▶ Exercise description: Write out the part of the mailing-list message below that begins at the words "Robert P. J." and stops after "worth a look.".

▶ Given text:
• • • •
Rv: Re: knewbies project? - updating LDD3 source

Robert P. J. Day rpjday at crashcourse.ca
Thu May 26 07:38:26 EDT 2011


On Tue, 24 May 2011, Javier Martinez Canillas wrote:

> >> >
> >> > There is a repo on GitHub with the same purpose.  I
> >> > haven't checked it
> >> > out personally, but it's probably worth a look.
> >> >
> >> > https://github.com/martinezjavier/ldd3
> >>
> >> I've found the same googlecode svn repo a while ago, but
> >> since it was very out-dated, I decided to start my own
> >> project on github.
> >>
> >> https://github.com/ezequielgarcia/ldd3-examples
> >>
> >> I am working against 2.6.37; but currently, the only module
> >> that really compiles is scull and scullpipe. martinezjavier
> >> git repo seems much updated; too bad I haven't find that
> >> when I looked for !
> >>
> >> Maybe we should concentrate our efforts, despite for me it
> >> was just a learning project.
> >>
> >> Greetings,
> >> Ezequiel.
• • • •
▶ Stored data:
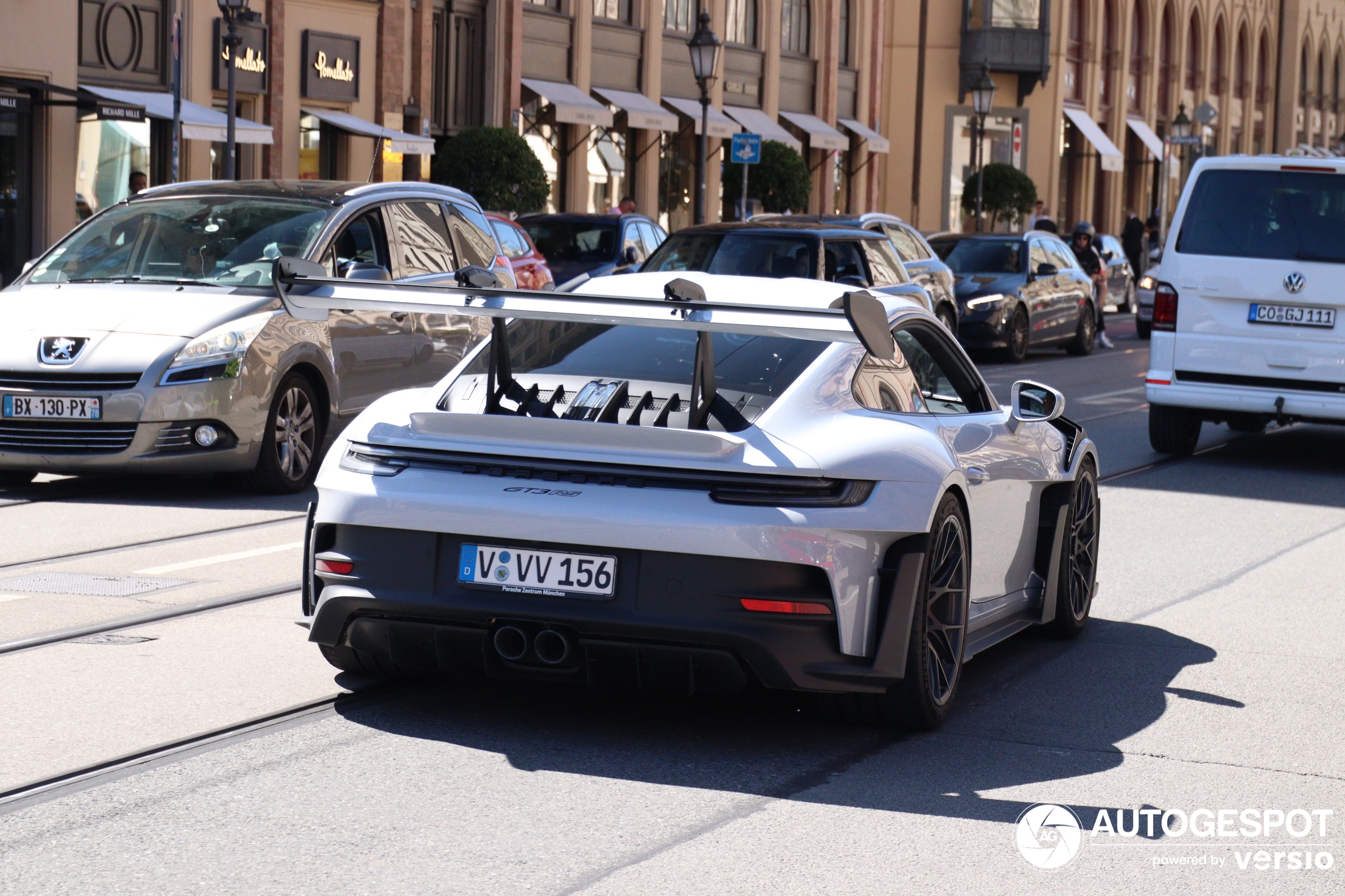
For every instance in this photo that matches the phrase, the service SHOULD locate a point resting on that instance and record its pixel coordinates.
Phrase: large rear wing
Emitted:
(310, 293)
• • • •
▶ Answer to the task:
Robert P. J. Day rpjday at crashcourse.ca
Thu May 26 07:38:26 EDT 2011


On Tue, 24 May 2011, Javier Martinez Canillas wrote:

> >> >
> >> > There is a repo on GitHub with the same purpose.  I
> >> > haven't checked it
> >> > out personally, but it's probably worth a look.